------ GIVEN ENTRIES

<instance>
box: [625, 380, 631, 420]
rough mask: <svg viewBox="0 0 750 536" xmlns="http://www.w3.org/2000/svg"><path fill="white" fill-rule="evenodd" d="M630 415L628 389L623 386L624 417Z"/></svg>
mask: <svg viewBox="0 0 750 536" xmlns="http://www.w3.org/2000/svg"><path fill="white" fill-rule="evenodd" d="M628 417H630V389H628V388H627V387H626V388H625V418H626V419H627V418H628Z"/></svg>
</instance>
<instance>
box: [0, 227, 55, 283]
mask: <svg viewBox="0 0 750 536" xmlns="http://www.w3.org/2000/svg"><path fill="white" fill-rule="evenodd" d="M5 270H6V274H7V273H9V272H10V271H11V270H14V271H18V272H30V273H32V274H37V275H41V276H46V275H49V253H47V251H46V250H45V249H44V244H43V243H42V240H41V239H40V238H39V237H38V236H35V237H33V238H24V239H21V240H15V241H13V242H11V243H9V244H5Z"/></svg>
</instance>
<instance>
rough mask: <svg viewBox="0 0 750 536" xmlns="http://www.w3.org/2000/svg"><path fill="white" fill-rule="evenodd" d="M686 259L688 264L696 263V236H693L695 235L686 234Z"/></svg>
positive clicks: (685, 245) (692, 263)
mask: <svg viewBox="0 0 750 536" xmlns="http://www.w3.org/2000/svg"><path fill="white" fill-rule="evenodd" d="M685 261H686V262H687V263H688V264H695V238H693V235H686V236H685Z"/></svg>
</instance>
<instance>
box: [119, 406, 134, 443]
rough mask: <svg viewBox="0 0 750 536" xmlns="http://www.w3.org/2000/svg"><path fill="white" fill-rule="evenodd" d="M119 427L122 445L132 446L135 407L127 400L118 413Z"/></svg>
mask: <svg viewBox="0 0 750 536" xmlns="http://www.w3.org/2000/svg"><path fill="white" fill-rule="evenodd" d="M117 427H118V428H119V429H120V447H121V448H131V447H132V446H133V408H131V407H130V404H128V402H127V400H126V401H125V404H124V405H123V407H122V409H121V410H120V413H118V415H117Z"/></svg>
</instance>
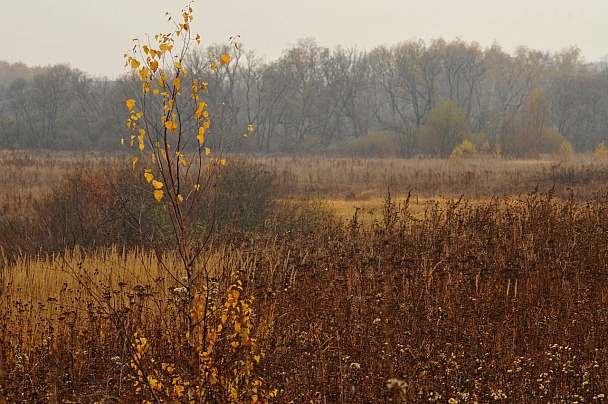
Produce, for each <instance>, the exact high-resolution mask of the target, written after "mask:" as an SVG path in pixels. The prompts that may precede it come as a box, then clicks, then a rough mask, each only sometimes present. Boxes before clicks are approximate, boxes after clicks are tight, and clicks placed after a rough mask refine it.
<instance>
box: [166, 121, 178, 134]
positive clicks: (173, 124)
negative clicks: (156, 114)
mask: <svg viewBox="0 0 608 404" xmlns="http://www.w3.org/2000/svg"><path fill="white" fill-rule="evenodd" d="M165 127H166V128H167V129H169V130H170V131H171V132H175V131H176V130H177V124H176V123H175V122H173V121H166V122H165Z"/></svg>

------------

## TASK
Please extract every line from the entries above that contains the string "clicks". Case counts.

## FINISHED EXERCISE
positive clicks: (685, 245) (692, 263)
Produce, for each <instance>, the exact high-resolution mask of the target, written after "mask:" as an SVG path in pixels. The prompts that may precede it come as a box, then clicks, then a rough mask, each only sometimes present. Boxes before clicks are approximate, boxes after clicks are tight, and clicks placed after a rough mask refine it.
positive clicks: (173, 124)
negative clicks: (156, 114)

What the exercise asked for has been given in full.